AIM:
Write out the lines word for word, from the one containing "Question. Give the pixel coordinates of a point on the round" through the one containing "x=695, y=507".

ITEMS:
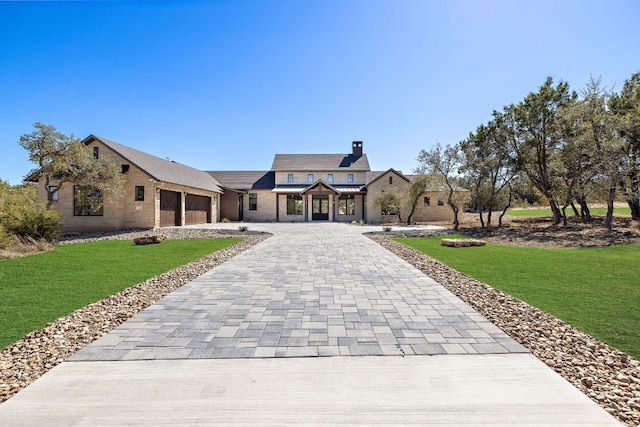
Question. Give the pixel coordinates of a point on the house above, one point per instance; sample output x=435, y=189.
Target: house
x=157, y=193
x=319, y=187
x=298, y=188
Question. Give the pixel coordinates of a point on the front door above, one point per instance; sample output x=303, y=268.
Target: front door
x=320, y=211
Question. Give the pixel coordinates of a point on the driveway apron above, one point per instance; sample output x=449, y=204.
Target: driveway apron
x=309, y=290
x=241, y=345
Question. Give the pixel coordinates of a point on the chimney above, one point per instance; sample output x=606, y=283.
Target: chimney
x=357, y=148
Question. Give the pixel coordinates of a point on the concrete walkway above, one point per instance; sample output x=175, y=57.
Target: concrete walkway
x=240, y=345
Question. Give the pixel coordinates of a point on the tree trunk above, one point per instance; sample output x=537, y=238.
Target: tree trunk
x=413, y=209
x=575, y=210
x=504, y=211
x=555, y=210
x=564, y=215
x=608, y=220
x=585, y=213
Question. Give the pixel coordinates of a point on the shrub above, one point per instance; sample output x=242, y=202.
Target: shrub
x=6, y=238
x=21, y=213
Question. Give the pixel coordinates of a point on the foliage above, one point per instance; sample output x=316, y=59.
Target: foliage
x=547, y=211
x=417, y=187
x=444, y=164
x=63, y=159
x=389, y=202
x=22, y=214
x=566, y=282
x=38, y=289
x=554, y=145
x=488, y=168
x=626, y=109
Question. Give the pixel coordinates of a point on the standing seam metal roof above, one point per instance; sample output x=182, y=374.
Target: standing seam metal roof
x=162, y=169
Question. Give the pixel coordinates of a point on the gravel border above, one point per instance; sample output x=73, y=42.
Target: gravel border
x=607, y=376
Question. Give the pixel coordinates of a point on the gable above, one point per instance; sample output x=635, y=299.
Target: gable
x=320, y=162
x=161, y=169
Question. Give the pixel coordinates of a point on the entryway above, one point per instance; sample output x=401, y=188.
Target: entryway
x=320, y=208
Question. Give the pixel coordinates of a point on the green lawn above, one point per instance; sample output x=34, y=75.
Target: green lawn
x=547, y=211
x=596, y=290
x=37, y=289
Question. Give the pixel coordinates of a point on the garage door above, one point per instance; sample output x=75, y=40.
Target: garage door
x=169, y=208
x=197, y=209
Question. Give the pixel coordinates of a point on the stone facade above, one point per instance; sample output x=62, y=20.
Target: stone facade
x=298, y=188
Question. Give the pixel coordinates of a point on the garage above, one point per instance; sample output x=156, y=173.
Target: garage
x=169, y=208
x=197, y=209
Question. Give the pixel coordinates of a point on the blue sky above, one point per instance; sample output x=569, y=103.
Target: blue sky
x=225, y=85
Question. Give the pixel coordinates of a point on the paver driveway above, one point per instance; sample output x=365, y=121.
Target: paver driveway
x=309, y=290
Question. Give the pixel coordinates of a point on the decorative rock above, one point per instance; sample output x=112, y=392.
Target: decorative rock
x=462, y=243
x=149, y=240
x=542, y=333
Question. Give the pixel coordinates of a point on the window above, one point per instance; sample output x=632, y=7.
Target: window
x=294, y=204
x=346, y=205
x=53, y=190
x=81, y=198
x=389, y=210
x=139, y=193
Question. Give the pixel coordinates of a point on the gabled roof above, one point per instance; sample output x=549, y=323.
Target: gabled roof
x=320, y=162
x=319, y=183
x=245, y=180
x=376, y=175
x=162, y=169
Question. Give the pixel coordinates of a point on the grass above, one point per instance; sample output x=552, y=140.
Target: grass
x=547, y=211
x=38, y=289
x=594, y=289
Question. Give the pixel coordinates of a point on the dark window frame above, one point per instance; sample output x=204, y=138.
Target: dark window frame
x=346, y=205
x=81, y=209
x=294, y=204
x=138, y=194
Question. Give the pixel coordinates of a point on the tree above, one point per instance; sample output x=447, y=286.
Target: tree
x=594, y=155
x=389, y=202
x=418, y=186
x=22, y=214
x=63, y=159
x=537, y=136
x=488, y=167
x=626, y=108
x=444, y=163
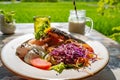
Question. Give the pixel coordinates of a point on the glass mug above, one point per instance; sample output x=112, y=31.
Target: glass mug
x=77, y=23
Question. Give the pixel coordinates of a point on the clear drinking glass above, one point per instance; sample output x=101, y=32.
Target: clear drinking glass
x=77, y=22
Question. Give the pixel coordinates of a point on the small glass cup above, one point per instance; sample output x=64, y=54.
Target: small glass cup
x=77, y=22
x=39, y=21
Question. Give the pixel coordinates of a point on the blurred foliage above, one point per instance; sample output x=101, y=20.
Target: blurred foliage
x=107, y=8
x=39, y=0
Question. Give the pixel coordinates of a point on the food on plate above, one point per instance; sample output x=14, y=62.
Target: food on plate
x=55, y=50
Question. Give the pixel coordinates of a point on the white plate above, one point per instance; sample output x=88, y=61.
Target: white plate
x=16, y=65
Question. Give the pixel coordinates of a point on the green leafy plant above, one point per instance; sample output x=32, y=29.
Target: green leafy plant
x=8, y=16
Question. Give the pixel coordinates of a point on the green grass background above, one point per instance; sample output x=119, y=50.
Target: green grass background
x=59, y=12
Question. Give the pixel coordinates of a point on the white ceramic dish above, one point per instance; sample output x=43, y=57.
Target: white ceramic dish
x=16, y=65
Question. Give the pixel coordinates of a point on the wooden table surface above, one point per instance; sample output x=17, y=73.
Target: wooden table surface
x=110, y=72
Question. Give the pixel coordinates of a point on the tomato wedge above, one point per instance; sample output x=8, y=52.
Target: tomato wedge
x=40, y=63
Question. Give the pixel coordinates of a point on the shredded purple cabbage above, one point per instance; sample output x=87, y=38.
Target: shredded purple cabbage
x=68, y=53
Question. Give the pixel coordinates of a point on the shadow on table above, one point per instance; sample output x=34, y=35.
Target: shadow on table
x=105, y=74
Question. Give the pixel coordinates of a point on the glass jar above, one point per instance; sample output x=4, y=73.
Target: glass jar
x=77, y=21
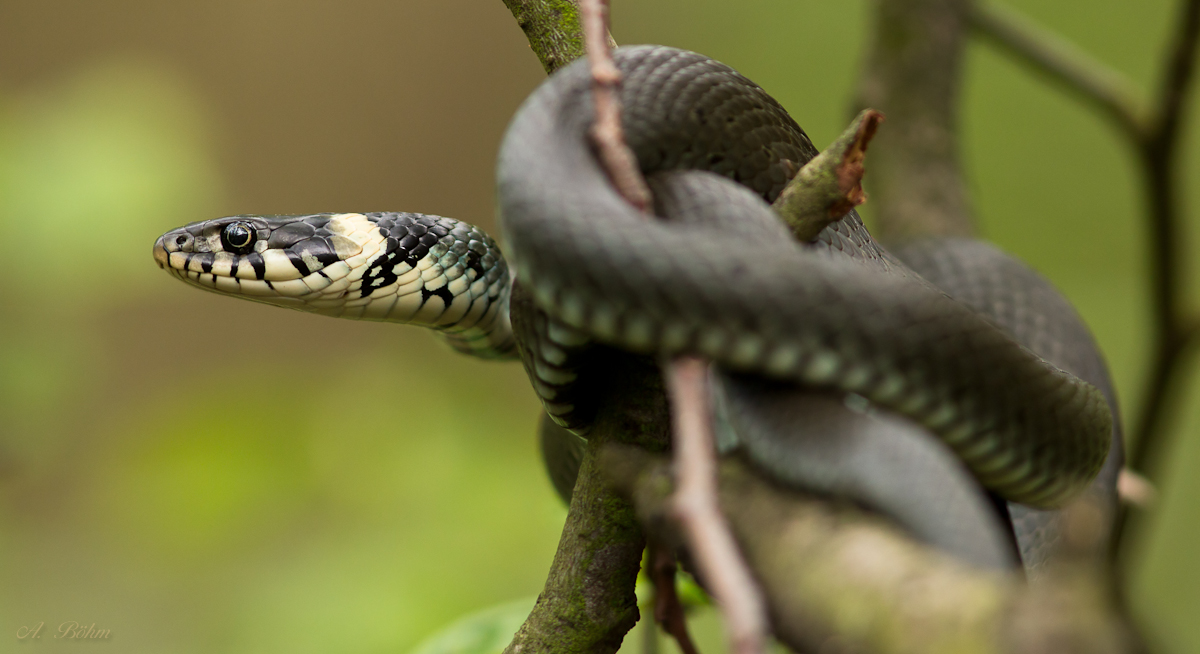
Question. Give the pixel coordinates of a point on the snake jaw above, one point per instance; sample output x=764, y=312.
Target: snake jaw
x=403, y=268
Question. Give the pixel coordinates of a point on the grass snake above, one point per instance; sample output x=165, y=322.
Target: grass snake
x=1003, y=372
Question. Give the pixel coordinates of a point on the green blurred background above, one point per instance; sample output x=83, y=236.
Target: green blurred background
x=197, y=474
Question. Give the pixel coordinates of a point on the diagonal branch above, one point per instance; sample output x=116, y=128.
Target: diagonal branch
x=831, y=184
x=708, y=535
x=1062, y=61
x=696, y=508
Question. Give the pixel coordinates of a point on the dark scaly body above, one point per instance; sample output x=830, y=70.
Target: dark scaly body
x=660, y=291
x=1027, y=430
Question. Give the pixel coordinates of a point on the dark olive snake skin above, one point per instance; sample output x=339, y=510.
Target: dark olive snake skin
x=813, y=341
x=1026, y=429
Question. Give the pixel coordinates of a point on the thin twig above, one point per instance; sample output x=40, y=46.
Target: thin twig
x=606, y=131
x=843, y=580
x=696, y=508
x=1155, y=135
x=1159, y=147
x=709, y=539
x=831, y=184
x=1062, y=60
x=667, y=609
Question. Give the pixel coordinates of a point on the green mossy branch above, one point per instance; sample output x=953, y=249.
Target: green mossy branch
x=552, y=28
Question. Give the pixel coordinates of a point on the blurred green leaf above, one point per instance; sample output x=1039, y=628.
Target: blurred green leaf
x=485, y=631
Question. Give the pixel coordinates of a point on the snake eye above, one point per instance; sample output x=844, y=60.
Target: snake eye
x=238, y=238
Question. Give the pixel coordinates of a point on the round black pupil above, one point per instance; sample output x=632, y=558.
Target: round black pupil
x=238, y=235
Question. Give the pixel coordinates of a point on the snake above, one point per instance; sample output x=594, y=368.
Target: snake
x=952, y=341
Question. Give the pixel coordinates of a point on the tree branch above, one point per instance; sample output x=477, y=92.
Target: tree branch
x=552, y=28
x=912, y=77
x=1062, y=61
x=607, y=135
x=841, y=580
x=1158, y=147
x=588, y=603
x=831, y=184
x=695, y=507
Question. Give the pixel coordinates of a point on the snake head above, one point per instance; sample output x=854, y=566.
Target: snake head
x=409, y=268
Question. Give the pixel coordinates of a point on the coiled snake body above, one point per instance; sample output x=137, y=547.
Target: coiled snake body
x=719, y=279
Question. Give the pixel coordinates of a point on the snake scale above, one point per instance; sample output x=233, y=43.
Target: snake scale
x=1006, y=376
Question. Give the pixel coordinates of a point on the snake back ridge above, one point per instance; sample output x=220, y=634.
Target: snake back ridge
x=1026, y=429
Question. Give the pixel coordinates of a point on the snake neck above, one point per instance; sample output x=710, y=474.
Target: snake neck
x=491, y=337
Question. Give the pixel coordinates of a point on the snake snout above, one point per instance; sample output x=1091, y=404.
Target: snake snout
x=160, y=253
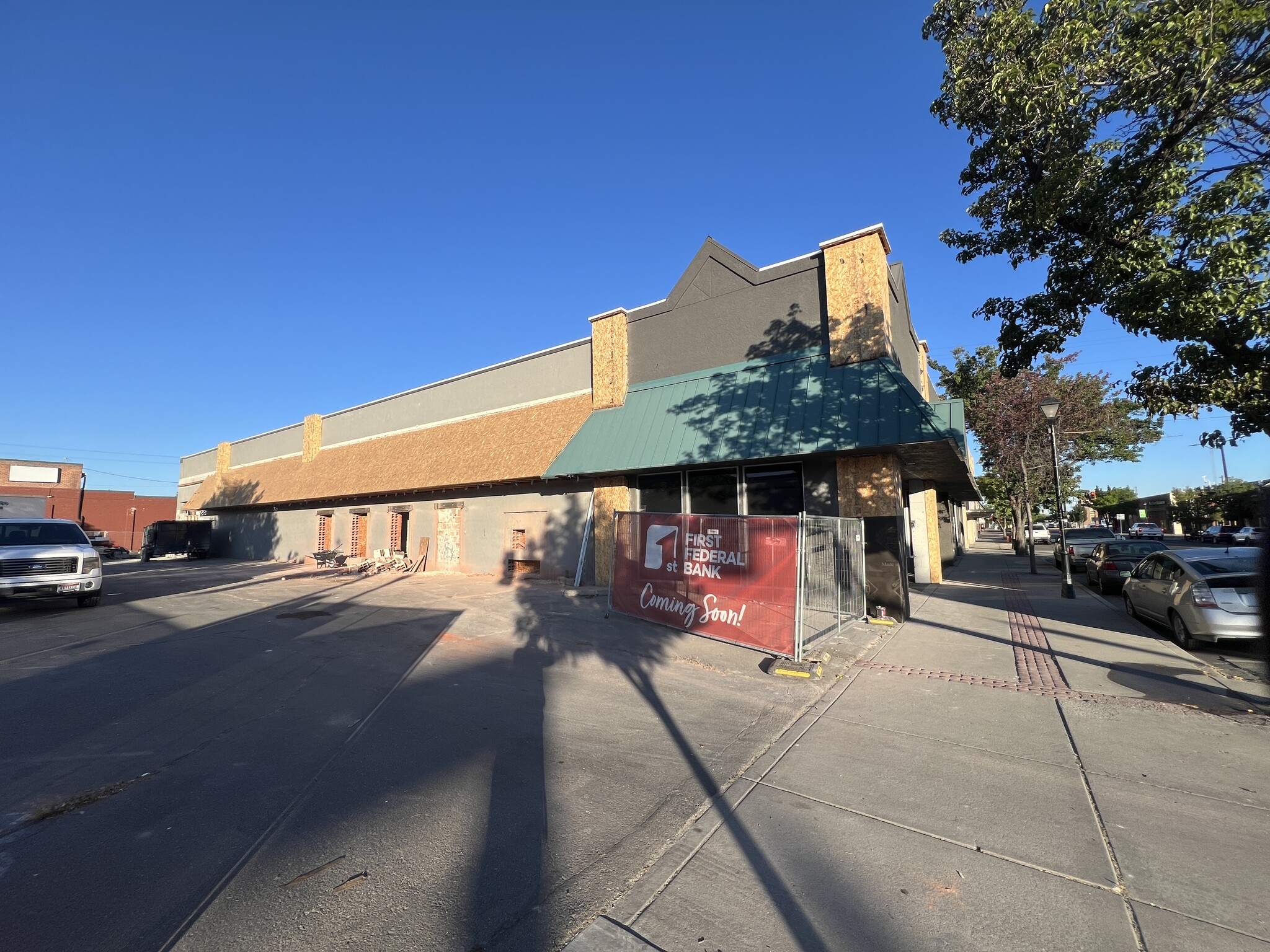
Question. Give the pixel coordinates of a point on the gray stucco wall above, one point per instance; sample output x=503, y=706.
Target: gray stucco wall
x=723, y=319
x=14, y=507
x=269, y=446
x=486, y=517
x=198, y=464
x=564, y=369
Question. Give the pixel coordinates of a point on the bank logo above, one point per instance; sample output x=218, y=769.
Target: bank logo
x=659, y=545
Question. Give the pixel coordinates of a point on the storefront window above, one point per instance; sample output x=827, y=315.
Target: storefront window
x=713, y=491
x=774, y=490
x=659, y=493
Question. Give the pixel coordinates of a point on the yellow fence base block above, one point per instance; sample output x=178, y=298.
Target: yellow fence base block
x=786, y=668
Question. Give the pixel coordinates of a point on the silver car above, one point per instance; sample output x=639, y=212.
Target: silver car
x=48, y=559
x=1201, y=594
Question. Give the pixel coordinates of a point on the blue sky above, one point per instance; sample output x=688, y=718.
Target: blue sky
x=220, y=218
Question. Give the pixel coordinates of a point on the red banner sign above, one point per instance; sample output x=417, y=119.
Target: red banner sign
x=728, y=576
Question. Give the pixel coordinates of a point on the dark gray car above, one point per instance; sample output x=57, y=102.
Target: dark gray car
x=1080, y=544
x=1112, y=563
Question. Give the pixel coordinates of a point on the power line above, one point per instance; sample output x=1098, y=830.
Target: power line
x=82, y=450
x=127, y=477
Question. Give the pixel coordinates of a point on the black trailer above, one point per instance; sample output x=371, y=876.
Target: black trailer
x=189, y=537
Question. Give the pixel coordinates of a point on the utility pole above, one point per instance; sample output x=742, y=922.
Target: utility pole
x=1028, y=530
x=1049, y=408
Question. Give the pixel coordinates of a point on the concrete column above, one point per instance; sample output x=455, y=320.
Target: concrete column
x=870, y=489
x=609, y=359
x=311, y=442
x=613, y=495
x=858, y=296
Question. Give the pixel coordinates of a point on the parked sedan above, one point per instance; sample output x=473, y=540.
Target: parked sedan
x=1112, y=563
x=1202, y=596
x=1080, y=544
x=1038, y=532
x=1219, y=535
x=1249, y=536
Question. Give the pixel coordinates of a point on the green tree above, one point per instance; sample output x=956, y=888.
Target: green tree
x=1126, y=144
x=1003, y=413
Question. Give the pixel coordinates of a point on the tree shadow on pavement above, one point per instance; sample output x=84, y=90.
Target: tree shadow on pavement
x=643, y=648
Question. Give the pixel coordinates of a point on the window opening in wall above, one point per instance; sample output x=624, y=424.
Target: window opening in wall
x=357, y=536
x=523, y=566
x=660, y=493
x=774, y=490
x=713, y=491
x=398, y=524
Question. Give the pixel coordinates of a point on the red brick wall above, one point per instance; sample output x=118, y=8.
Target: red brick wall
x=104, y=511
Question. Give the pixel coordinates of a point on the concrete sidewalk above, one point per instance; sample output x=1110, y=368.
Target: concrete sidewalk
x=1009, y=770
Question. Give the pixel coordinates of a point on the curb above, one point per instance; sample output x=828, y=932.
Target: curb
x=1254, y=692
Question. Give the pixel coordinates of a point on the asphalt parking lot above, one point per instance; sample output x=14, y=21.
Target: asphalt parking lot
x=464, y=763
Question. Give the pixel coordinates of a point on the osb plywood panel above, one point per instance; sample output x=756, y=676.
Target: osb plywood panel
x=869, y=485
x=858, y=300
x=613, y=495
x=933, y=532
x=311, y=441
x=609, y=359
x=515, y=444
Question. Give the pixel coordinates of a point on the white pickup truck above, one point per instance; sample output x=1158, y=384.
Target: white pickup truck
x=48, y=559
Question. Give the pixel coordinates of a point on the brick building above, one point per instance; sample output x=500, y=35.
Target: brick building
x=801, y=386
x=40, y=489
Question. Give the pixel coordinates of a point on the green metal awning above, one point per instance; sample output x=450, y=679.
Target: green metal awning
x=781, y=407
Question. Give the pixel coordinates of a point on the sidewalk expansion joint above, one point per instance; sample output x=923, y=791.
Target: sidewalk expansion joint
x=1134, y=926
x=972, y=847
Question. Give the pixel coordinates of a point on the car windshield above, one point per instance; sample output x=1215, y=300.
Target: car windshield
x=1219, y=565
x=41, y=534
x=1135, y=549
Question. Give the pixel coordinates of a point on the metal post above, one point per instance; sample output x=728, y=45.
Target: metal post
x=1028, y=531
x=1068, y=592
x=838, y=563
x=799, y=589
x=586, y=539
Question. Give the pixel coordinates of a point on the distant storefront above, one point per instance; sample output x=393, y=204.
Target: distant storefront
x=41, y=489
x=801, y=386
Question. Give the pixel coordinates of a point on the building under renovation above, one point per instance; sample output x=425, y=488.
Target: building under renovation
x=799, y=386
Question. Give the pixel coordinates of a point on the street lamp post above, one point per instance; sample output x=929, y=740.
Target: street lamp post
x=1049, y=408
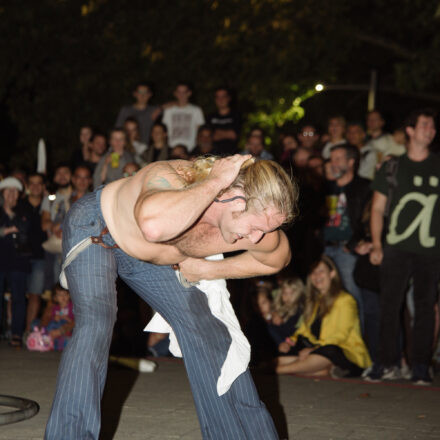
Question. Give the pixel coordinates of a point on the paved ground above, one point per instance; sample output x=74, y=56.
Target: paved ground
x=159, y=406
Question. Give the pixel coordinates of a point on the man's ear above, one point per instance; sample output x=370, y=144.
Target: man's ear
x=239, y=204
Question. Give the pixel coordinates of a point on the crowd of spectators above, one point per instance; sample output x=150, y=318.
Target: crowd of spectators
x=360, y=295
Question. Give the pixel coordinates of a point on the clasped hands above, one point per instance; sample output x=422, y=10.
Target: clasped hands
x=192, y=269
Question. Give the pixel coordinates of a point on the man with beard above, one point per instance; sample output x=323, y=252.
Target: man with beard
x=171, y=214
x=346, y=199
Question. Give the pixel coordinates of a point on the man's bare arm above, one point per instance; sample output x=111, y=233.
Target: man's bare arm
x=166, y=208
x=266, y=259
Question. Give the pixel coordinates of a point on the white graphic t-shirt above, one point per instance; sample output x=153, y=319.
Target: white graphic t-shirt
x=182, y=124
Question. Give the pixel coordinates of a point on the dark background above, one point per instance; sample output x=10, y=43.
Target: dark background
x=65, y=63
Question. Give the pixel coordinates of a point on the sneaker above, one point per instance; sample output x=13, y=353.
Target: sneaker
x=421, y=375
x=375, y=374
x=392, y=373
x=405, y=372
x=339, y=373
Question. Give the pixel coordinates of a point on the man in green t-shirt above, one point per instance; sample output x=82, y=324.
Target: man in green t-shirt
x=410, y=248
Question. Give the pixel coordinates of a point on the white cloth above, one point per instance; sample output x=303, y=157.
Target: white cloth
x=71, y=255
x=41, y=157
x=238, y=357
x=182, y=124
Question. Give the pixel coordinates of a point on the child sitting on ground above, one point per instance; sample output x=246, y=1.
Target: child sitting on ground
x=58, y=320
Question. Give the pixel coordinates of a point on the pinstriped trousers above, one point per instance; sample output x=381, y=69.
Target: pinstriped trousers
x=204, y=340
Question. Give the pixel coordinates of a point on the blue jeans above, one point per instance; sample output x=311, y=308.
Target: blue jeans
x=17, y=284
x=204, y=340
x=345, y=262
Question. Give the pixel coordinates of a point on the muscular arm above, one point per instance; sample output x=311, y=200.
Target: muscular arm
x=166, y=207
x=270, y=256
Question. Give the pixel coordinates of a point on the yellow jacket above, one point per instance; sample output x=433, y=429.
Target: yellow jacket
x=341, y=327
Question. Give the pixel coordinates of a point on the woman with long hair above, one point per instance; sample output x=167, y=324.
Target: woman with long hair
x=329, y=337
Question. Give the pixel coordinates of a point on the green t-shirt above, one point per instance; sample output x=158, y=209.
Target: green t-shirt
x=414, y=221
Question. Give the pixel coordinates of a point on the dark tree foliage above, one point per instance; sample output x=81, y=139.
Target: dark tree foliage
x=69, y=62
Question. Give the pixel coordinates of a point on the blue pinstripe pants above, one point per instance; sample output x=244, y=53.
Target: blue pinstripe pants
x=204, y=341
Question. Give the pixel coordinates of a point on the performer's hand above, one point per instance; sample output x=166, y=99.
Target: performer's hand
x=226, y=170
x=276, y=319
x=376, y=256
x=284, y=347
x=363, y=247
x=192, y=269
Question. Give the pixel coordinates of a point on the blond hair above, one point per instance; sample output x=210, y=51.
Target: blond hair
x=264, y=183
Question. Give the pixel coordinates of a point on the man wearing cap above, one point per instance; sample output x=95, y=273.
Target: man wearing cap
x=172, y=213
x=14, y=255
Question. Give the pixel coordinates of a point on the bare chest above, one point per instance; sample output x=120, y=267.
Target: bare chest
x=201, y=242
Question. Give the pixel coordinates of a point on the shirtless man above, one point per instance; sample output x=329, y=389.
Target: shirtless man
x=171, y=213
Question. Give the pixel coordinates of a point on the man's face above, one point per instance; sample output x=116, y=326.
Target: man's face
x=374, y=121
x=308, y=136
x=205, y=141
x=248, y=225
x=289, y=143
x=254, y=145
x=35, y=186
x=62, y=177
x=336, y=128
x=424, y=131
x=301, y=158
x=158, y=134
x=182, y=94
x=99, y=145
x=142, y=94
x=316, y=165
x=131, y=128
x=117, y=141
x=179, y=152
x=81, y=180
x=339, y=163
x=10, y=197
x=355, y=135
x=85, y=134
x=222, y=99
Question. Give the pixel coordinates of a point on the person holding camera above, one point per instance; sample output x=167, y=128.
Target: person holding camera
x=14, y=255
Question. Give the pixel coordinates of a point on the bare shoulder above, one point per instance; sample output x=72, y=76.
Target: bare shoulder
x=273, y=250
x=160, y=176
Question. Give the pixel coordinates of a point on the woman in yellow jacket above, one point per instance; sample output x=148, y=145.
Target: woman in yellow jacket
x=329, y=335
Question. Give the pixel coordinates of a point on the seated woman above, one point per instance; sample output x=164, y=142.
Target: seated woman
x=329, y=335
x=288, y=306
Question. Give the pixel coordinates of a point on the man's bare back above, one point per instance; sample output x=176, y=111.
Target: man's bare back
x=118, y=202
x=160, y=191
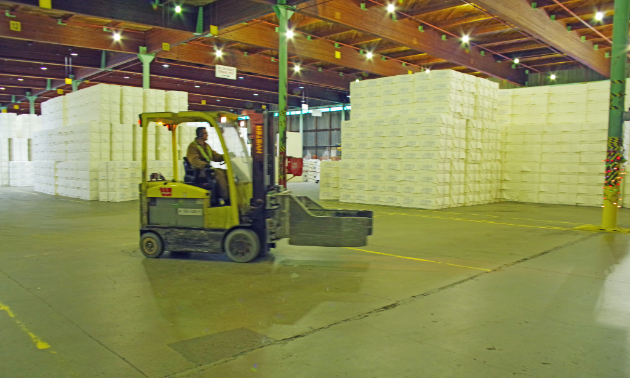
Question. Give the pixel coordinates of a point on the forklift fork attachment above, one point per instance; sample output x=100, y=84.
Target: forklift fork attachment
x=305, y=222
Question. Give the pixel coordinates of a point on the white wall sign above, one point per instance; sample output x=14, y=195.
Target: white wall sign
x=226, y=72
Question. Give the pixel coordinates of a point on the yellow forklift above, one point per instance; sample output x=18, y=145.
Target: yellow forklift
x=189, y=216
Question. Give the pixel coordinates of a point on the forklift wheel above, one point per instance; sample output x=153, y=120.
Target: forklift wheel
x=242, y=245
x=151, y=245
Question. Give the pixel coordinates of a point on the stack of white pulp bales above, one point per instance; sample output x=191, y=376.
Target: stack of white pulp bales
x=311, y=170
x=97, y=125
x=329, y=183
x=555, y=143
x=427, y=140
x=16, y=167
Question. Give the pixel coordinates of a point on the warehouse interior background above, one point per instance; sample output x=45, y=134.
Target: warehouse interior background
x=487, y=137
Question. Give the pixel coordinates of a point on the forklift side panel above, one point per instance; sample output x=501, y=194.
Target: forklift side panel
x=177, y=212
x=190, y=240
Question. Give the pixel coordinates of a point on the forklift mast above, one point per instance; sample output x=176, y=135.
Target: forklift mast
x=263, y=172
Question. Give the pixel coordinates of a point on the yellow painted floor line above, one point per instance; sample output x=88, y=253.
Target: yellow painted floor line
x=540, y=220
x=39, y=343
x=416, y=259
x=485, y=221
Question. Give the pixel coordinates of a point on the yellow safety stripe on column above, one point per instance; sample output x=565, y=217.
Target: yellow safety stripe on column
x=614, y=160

RESPONSE:
Question. Give the pixel coordinates of a point on the round black pupil above, one point per instance; sample output x=632, y=558.
Target: round black pupil
x=238, y=235
Question. Give the pixel coordinates of a point on the snake above, one point per instance; sample output x=594, y=368.
Target: snake
x=952, y=341
Question. Give the pixel coordinates of a point on the tree branch above, one point per instance; sample output x=477, y=92.
Target: tree branch
x=552, y=28
x=912, y=77
x=1062, y=61
x=607, y=135
x=841, y=580
x=1158, y=147
x=588, y=603
x=831, y=184
x=695, y=507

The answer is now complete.